### GOAL OF THE EXERCISE:
Reproduce everything from the start of the records below down to the line that contains "positive clicks: (502, 620)", including that line.
Segment Start: DATA EXTRACT
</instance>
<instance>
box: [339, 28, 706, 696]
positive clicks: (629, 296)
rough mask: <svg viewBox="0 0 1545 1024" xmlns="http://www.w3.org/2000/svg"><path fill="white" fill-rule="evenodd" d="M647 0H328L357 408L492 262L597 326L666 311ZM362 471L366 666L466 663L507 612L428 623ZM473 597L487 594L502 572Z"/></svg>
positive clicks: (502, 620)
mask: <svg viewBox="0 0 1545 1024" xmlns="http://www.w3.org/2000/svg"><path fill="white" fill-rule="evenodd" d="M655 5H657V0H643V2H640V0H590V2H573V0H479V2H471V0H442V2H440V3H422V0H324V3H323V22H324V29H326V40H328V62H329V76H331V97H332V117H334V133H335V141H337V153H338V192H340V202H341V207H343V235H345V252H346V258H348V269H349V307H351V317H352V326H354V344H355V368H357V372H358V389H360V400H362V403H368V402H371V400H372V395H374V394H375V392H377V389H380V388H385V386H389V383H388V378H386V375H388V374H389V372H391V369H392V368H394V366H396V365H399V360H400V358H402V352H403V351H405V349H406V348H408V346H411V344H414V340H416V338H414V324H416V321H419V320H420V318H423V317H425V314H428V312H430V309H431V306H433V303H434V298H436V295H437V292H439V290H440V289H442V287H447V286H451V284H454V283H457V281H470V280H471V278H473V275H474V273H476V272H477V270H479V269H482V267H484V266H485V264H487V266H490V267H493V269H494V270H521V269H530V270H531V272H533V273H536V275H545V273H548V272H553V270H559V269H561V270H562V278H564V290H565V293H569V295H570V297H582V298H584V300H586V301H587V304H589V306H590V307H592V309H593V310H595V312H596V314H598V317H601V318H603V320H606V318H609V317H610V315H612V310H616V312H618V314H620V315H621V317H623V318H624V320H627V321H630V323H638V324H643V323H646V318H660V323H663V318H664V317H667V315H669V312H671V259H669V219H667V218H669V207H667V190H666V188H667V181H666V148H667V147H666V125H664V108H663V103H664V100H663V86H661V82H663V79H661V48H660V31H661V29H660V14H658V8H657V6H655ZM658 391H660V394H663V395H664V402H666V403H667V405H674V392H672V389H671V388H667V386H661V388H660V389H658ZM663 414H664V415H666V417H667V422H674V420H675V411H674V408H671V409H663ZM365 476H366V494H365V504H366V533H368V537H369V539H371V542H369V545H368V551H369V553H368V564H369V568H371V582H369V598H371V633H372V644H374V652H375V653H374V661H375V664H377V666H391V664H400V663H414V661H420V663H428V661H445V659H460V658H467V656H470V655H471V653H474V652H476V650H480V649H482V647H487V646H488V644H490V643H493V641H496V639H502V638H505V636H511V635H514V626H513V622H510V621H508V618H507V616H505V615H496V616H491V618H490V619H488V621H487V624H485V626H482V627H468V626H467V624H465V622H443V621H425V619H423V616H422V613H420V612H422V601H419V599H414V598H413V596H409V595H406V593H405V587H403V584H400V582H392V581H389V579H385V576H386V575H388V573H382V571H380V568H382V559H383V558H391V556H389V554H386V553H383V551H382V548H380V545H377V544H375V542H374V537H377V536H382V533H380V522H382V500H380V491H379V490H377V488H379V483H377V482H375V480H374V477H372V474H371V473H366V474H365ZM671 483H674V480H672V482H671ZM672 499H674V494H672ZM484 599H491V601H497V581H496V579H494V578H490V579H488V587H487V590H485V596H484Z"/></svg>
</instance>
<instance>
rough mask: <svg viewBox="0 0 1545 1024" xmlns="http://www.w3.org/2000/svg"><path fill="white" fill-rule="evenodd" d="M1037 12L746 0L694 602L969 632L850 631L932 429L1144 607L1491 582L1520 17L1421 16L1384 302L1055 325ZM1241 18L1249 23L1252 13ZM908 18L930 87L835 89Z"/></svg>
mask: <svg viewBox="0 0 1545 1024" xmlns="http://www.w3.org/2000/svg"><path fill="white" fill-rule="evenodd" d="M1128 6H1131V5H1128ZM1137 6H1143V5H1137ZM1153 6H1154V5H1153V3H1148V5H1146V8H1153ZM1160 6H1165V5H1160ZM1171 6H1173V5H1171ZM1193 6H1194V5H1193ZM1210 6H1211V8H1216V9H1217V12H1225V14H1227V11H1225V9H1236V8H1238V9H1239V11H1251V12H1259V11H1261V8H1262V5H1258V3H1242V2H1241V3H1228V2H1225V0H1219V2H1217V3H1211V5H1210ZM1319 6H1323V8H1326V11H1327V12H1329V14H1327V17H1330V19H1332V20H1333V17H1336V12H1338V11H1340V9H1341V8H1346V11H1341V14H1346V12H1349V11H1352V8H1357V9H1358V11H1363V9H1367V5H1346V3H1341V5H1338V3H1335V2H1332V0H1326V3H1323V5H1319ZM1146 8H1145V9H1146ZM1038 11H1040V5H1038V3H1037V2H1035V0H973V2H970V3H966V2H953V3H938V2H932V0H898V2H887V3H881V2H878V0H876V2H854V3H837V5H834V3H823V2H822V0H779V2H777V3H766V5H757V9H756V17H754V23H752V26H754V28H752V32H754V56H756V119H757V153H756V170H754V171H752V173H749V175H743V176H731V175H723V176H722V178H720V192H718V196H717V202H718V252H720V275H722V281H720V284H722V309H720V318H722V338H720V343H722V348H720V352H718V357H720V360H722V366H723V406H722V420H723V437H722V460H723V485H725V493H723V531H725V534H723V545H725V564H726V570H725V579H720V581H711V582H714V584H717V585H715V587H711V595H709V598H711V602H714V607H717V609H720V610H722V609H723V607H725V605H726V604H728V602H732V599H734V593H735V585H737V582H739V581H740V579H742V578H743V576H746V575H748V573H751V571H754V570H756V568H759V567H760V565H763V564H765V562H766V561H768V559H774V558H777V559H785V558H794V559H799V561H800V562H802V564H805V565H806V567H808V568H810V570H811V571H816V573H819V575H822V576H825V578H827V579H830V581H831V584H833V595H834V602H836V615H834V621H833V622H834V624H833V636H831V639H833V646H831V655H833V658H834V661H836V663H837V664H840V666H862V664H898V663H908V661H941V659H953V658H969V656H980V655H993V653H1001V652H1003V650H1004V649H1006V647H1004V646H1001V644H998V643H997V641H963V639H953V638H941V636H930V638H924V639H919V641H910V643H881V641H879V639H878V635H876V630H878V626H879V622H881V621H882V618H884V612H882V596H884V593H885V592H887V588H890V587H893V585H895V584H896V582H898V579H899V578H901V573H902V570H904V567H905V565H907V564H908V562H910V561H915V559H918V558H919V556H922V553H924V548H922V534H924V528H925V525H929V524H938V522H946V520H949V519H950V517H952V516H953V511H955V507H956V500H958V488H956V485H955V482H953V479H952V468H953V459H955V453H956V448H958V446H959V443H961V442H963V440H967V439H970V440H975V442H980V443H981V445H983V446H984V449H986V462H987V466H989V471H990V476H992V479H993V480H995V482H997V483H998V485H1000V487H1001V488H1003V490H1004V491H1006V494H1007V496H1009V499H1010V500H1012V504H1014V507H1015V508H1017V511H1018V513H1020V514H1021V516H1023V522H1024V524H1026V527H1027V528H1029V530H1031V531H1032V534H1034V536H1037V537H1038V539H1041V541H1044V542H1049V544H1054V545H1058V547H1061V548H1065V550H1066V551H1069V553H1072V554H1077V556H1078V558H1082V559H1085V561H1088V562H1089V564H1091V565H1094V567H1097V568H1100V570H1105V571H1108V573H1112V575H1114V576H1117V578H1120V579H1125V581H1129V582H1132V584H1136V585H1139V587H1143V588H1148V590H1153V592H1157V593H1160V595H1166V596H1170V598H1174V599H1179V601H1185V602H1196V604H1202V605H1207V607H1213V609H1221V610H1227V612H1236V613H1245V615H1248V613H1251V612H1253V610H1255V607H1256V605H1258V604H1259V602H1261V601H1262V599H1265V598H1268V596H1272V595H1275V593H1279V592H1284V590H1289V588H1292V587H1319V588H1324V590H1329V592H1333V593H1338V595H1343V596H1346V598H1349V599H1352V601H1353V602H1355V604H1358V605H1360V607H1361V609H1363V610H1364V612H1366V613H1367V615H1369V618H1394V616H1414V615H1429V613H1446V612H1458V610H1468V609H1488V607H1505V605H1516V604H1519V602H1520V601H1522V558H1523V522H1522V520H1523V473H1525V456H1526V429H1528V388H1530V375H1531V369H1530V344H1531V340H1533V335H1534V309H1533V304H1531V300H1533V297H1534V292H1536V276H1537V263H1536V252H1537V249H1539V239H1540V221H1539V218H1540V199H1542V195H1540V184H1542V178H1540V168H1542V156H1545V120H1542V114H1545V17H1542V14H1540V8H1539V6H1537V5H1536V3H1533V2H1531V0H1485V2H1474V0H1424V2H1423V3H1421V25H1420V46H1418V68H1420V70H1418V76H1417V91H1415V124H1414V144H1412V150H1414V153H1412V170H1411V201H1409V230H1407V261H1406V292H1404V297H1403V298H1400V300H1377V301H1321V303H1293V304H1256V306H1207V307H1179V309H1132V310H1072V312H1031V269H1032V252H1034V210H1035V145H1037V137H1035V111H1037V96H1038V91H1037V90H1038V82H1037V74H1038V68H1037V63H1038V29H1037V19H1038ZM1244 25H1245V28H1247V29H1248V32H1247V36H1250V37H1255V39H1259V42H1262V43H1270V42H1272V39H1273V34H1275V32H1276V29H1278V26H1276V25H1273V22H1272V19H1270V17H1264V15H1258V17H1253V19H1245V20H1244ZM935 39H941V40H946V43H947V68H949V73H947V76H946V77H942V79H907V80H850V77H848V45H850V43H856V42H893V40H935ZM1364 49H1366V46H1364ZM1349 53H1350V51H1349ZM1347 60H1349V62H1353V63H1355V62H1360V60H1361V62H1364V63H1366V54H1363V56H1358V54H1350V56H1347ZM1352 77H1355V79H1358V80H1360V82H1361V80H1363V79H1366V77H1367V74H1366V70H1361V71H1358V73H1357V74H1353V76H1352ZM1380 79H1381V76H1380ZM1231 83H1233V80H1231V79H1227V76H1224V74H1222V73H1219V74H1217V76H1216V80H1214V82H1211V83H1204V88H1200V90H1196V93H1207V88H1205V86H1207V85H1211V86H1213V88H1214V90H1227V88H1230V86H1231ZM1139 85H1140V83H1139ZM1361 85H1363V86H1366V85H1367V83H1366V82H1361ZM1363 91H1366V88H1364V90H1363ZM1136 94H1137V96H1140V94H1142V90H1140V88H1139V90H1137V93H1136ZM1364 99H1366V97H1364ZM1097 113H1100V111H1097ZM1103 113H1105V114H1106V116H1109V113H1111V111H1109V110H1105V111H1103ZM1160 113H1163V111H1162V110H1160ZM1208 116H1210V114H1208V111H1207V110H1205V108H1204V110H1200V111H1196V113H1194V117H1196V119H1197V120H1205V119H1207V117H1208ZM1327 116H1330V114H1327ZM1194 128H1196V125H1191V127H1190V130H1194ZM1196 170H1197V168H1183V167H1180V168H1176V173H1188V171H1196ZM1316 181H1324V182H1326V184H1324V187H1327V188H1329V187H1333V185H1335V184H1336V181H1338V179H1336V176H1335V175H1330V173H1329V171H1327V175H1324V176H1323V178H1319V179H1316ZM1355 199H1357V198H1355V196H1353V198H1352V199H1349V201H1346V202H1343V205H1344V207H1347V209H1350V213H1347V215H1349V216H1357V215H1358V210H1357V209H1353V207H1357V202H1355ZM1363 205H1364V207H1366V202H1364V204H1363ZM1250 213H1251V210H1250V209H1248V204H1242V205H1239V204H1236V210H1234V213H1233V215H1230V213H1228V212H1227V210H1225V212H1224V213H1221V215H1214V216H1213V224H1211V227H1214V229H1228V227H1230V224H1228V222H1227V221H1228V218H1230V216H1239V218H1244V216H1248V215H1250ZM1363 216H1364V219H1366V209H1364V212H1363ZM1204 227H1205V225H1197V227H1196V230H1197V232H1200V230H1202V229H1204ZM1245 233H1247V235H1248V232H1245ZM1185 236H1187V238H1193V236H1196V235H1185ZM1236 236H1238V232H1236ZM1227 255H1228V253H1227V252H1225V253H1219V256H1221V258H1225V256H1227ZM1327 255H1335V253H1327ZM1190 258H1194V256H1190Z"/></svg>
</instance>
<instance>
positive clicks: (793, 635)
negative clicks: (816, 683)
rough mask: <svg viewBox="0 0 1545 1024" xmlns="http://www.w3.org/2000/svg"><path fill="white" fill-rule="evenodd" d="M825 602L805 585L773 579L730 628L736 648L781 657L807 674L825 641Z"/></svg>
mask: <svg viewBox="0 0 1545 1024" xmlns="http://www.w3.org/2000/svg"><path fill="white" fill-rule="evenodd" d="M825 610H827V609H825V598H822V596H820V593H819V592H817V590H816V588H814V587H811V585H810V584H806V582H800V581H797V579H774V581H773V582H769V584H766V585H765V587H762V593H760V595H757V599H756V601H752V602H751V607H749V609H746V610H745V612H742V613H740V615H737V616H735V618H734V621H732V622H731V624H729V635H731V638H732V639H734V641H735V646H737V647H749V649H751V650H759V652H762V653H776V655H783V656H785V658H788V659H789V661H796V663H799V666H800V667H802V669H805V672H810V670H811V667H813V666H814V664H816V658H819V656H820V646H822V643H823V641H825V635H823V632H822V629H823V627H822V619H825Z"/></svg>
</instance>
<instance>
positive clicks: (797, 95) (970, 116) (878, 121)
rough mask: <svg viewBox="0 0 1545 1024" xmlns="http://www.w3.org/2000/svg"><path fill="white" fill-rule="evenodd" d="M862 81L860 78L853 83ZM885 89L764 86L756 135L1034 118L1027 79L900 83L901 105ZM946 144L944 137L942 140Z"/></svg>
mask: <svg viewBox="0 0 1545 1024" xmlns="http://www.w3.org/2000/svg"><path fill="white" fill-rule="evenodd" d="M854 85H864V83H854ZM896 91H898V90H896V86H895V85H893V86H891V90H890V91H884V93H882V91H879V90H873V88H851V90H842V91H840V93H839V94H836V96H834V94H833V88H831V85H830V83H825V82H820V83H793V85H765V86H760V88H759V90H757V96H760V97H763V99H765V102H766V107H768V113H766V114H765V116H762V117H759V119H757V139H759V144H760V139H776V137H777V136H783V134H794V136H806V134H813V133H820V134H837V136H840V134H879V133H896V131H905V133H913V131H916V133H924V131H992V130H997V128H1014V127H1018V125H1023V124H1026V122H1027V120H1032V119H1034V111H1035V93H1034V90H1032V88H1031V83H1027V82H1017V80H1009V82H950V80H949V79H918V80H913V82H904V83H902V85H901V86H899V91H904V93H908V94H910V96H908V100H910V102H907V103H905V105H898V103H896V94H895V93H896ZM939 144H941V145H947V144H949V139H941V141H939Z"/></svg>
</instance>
Segment End: DATA EXTRACT
### SOLUTION FOR THIS EXERCISE:
</instance>
<instance>
box: [339, 28, 706, 696]
positive clicks: (629, 296)
rough mask: <svg viewBox="0 0 1545 1024" xmlns="http://www.w3.org/2000/svg"><path fill="white" fill-rule="evenodd" d="M647 0H328L357 408L492 262L597 326L666 311ZM362 471L366 666L466 663L507 612L428 623ZM473 597L487 594L502 572Z"/></svg>
positive clicks: (502, 620)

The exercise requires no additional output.